(Records from a data source)
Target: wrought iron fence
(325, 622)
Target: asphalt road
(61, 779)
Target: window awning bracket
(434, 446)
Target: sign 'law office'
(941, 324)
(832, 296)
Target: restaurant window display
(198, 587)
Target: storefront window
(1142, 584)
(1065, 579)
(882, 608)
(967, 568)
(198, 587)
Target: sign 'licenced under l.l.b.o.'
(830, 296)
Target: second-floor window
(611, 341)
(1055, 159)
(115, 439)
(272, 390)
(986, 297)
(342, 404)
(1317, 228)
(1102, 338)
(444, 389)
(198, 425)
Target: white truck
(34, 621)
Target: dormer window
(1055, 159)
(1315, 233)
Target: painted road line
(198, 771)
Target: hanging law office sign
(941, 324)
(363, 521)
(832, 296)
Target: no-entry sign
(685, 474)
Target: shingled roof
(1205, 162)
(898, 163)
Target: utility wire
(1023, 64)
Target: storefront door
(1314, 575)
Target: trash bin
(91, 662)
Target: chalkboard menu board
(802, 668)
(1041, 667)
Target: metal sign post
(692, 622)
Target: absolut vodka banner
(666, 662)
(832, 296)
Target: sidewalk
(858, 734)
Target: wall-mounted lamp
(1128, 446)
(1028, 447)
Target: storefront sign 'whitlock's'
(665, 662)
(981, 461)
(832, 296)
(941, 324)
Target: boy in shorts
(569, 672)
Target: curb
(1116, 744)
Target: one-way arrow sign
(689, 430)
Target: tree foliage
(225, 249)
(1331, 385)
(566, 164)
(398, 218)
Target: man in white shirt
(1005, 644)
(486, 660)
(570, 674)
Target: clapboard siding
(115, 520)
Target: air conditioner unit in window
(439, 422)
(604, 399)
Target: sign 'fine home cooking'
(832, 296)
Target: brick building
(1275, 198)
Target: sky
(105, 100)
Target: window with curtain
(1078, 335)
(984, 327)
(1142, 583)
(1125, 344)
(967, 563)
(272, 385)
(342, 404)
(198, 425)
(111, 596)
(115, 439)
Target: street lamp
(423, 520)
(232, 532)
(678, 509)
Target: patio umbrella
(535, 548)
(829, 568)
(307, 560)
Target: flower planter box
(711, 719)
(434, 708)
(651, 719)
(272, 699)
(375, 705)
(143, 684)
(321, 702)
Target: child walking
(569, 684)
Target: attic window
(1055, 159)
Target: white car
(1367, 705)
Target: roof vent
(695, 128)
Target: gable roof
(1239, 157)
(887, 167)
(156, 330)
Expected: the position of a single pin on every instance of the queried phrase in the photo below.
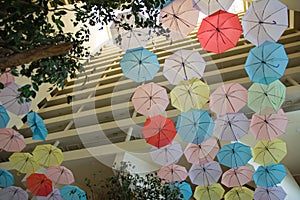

__THE PROBLEM__:
Leaving the pictures out, reproduce the entries above exactly.

__TASK ANSWER__:
Target: wrought iron fence
(325, 622)
Target: asphalt road
(61, 779)
Target: window awning bracket
(434, 446)
Target: sign 'law office'
(941, 324)
(832, 296)
Target: restaurant window display
(198, 587)
Target: storefront window
(1142, 584)
(1065, 579)
(882, 608)
(967, 568)
(198, 587)
Target: sign 'licenced under l.l.b.o.'
(830, 296)
Target: second-floor window
(611, 341)
(1055, 159)
(115, 439)
(272, 390)
(986, 297)
(342, 404)
(1317, 228)
(1102, 338)
(444, 389)
(198, 425)
Target: white truck
(34, 621)
Target: dormer window
(1055, 159)
(1315, 233)
Target: painted road line
(198, 771)
Target: hanging law office sign
(941, 324)
(363, 521)
(832, 296)
Target: no-entry sign
(685, 474)
Target: shingled roof
(1205, 162)
(898, 163)
Target: utility wire
(1023, 64)
Target: storefront door
(1314, 575)
Target: trash bin
(91, 662)
Target: chalkboard menu board
(802, 668)
(1041, 667)
Target: metal sign post
(692, 622)
Target: absolut vodka banner
(666, 662)
(832, 296)
Target: sidewalk
(858, 734)
Target: wall-mounted lamp
(1128, 446)
(1028, 447)
Target: storefront sign 'whitlock's'
(665, 662)
(981, 461)
(832, 296)
(941, 324)
Target: boy in shorts
(569, 672)
Target: curb
(1116, 744)
Target: one-way arrow sign
(689, 430)
Target: tree foliage
(225, 249)
(1331, 385)
(566, 164)
(398, 218)
Target: man in white shirt
(1005, 644)
(486, 660)
(570, 674)
Target: clapboard siding
(115, 520)
Target: air conditioner unit in window
(439, 422)
(604, 399)
Target: sign 'fine home cooking'
(832, 296)
Target: brick building
(1275, 198)
Target: sky
(105, 100)
Target: window with curtain
(1078, 335)
(984, 327)
(1142, 583)
(1125, 344)
(967, 563)
(272, 385)
(342, 404)
(198, 425)
(111, 596)
(115, 439)
Target: street lamp
(423, 520)
(232, 532)
(678, 509)
Target: patio umbrella
(535, 548)
(829, 568)
(307, 560)
Target: flower planter box
(711, 719)
(434, 708)
(651, 719)
(272, 699)
(375, 705)
(143, 684)
(321, 702)
Target: child walking
(569, 684)
Target: attic window
(1055, 159)
Target: white car
(1367, 705)
Target: roof vent
(695, 128)
Target: gable roof
(1239, 157)
(887, 167)
(156, 330)
Expected: the position of a single pin on every instance of the queried phrase in the photo below.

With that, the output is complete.